THE TASK: Output the data exactly, with every line intact.

━━━━━ TASK INPUTS

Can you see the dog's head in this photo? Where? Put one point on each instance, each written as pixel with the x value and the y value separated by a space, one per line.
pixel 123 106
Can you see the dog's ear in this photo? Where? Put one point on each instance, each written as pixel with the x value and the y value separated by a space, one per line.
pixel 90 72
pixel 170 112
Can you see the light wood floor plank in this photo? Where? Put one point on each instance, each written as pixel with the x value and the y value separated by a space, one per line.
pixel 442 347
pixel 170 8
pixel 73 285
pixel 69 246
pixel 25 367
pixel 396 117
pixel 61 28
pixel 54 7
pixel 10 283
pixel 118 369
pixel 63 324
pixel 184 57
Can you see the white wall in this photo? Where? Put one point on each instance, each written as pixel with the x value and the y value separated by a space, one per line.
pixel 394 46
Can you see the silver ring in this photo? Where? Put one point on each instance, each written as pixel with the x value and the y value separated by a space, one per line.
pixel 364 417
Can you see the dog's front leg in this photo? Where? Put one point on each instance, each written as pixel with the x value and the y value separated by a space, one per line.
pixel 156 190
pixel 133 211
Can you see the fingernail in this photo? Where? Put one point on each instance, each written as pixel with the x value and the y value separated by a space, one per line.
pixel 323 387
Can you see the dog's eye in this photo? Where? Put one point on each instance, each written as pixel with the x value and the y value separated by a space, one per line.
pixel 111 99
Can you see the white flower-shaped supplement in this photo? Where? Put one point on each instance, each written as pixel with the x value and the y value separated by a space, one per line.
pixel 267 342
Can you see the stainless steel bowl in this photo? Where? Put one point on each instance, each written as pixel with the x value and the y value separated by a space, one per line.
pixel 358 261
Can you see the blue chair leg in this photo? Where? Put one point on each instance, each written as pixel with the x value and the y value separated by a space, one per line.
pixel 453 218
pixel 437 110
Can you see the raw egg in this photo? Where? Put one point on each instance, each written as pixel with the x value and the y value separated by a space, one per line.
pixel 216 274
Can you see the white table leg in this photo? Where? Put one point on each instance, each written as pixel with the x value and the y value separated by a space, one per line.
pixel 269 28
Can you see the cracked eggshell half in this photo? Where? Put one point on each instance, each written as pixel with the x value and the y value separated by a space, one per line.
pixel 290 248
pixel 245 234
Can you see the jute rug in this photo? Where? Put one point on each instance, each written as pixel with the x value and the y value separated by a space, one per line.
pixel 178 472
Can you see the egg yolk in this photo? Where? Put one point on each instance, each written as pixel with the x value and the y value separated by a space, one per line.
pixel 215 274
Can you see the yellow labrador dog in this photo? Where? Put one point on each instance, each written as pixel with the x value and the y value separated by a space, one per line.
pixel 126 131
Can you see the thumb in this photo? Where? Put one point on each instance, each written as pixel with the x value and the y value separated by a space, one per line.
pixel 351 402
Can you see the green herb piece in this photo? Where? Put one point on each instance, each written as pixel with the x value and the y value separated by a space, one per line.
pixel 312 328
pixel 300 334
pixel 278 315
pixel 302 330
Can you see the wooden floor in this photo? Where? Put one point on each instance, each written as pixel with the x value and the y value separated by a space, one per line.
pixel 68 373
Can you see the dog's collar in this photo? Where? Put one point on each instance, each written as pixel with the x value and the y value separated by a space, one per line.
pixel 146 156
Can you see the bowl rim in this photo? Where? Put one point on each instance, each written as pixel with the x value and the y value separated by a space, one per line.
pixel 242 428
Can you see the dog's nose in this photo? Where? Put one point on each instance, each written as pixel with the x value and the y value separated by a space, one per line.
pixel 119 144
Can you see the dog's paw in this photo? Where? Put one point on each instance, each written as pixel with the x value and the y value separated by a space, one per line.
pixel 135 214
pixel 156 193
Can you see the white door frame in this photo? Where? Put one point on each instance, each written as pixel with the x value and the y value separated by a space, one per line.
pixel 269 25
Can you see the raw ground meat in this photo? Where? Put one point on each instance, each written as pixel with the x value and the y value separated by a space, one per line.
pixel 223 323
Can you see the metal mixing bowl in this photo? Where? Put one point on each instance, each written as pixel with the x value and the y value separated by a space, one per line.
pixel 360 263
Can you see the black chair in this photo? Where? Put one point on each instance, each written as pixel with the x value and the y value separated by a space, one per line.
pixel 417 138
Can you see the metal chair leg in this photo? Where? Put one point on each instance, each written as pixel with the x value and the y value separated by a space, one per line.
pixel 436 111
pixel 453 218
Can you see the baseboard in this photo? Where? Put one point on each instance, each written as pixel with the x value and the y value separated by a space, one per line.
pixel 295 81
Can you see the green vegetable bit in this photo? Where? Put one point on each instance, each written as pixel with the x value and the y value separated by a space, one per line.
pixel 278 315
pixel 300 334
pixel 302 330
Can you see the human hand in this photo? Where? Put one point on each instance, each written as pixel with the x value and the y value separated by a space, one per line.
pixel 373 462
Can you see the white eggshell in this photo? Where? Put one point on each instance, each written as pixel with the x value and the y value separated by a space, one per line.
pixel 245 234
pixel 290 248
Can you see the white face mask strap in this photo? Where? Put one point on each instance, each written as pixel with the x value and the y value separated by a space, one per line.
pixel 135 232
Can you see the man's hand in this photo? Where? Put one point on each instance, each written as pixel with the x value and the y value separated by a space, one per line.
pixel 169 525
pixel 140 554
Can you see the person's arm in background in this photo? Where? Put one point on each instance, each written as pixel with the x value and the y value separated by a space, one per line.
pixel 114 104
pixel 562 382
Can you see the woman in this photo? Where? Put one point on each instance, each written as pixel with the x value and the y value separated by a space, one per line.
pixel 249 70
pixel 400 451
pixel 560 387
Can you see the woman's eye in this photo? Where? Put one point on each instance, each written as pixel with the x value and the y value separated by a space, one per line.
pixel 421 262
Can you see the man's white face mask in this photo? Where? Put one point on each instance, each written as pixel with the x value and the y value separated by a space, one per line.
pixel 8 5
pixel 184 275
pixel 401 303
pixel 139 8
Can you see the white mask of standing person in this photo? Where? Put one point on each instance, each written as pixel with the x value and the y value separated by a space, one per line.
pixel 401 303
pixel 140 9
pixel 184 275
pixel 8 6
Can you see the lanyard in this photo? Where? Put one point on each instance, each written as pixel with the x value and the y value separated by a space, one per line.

━━━━━━━━━━

ANSWER SPACE:
Can you see the dog's head in this photo? Where? Put one point on each instance, each written as pixel with the x value and the y value separated by a space, one per line.
pixel 123 106
Can you see the dog's ear in this photo? Where? Put one point on each instance, each written as pixel with the x value and the y value separated by a space, one per line.
pixel 90 72
pixel 170 112
Can you see the light wood floor plank in this photo? Where? Put one point on each instance, each written as pixel with the x value and the y value separated by a space, one per line.
pixel 442 347
pixel 170 8
pixel 73 285
pixel 69 246
pixel 25 367
pixel 396 117
pixel 61 28
pixel 54 7
pixel 10 283
pixel 118 369
pixel 63 324
pixel 184 57
Can you see the white wall in this photo? Where? Put one point on each instance, each written as pixel with the x value and the y value separated by a space, one per line.
pixel 394 46
Can you see the silver ring in this photo? Where? Put one point on each instance, each written as pixel with the x value and the y value separated by a space, one per line.
pixel 364 417
Can you see the dog's front leg in this photo? Where? Put one point on each instance, each written as pixel with the x value and the y value separated by a space, one per line.
pixel 156 190
pixel 133 211
Can you see the fingernail in this photo? Where? Put one point on each instance, each written as pixel with the x value and the y value separated by a space, one per line.
pixel 323 387
Can you see the dog's eye in this photo? Where? Put one point on each instance, each written as pixel with the x value and the y value separated by a space, one per line.
pixel 111 99
Can you see the white flower-shaped supplement in this photo? Where? Put one point on each instance, each written as pixel with the x value and the y value separated by a space, one per line.
pixel 267 342
Can you see the stainless steel bowl in this photo? Where? Put one point on each instance, each written as pixel with the x value and the y value separated by a space, one per line.
pixel 358 261
Can you see the blue chair leg in this photo? Where? Put one point on each instance, each written as pixel with the x value and the y value separated by a space, one per line.
pixel 453 218
pixel 437 110
Can you see the raw egg in this photo? Where? Put one point on each instance, each written as pixel with the x value and the y value separated by a space, one per line.
pixel 216 274
Can you see the white table leg in this photo? Where? Put one point on each instance, each written as pixel with the x value and the y value separated by a space, one per line.
pixel 269 28
Can you see the cracked eggshell half in this photo? Where? Put one point on each instance, each written as pixel with the x value and the y value separated by a space, one per line.
pixel 290 248
pixel 245 234
Can you see the jute rug in this photo? Where? Put one point on each instance, each written as pixel with the x value and the y value separated by a space, one per line.
pixel 178 472
Can you see the egg yolk in this photo? Where? Put one point on each instance, each written as pixel with the x value and the y value separated by a space, one per line.
pixel 215 274
Can you see the yellow labrador dog in this photo? Where? Put one point on each instance, each written as pixel with the x value and the y value separated by a space, one per line.
pixel 126 131
Can you see the thumb in this photo? Where? Put one point on each instance, each written as pixel with the x value and the y value separated by a space, one per line.
pixel 351 402
Can you see the green herb piece in this photo? Where? Put one point on each instance, each written as pixel with the x value and the y value separated by a space, one per line.
pixel 312 328
pixel 300 334
pixel 278 315
pixel 302 330
Can you see the wooden floor in this photo? Where? Put one point on each instance, each written as pixel with the x value and the y value separated by a space, one per line.
pixel 68 373
Can you see the dog's collar in this photo? Where? Put one point on each instance, each written as pixel with the x value and the y value separated by a space, one per line.
pixel 146 156
Can you see the bowl rim in this photo? Where? Put one point on each instance, each written as pixel with the x value and the y value separated by a space, one per line.
pixel 242 428
Can you see the dog's nose in this photo? Where? Put one point on each instance, each written as pixel with the x value and the y value separated by a space, one per line.
pixel 119 144
Can you see the dog's paw in this photo? Where? Put one point on each instance, each written as pixel with the x value and the y value separated by a space, one per line.
pixel 135 214
pixel 156 193
Can you see the white door frame in this photo? Where? Put one point on each instance, each written as pixel with the x value and the y value separated by a space, one per line.
pixel 269 25
Can you see the raw ground meat in this photo? Where? Put one point on each instance, each written as pixel with the x value and the y value separated by a space, one per line.
pixel 223 323
Can you see the metal mixing bowl in this photo? Where? Put one point on each instance, each written as pixel with the x value and the y value separated by a space, one per line.
pixel 360 263
Can you see the black chair in this photo? Where? Put one point on each instance, each written as pixel with the x value and the y value separated by a space, one per line.
pixel 417 138
Can you see the metal chair leg in this photo? Where? Put one point on each instance, each written as pixel with the x value and the y value separated by a space, one per line.
pixel 436 111
pixel 453 218
Can you see the baseboard in this photo? Where? Put one point on each instance, each written as pixel with the x value and the y value separated by a space, one per line.
pixel 295 81
Can you see the green vegetable bit in this photo? Where? Put one point on each instance, each written as pixel with the x value and the y value separated by a space, one per line.
pixel 278 315
pixel 300 334
pixel 302 330
Can you see the human hand in this photo? Where? Put one point on each instance, each written as pixel with the x value and the y value separated by a space, one per line.
pixel 373 462
Can you see the white eggshell in this photo? Where? Put one point on each instance, each written as pixel with the x value and the y value separated by a space, one per line.
pixel 245 234
pixel 290 248
Can you see the white face mask strap in this photo? Where? Put one point on each instance, each written as pixel with the x value and the y value separated by a space, one per line.
pixel 135 232
Can you see the man's hand in this photo? Where? Put one point on each instance, each written as pixel with the x value and the y value separated by a space, one per line.
pixel 169 525
pixel 140 554
Can you see the person's arm in background in this photo? Where? Put one point on each instance, each written as pixel with the x value and the y value separated by a space, one per line.
pixel 114 104
pixel 562 382
Can you see the woman in this photo? Where? Put one point on each instance, each written as pixel with the x value and the y value separated by a space, one per line.
pixel 249 70
pixel 400 451
pixel 560 387
Can you see the woman's eye in this photo? Where? Put one point on each instance, each written as pixel with the x value and the y value separated by a space, one per line.
pixel 421 262
Can you see the man's white face mask in this photo? Where? Put one point on each instance, each written as pixel with the x value and the y value separated by a space, one per line.
pixel 8 5
pixel 184 275
pixel 401 303
pixel 139 8
Can you see the white mask of standing person in this photo? Where? Put one point on each instance, each written as pixel with the x value and the y value separated by a space, one per line.
pixel 401 303
pixel 140 9
pixel 184 275
pixel 8 6
Can you see the lanyard in this photo? Where? Put one point on each instance, each written as pixel with the x value and the y value separated by a space, one per line.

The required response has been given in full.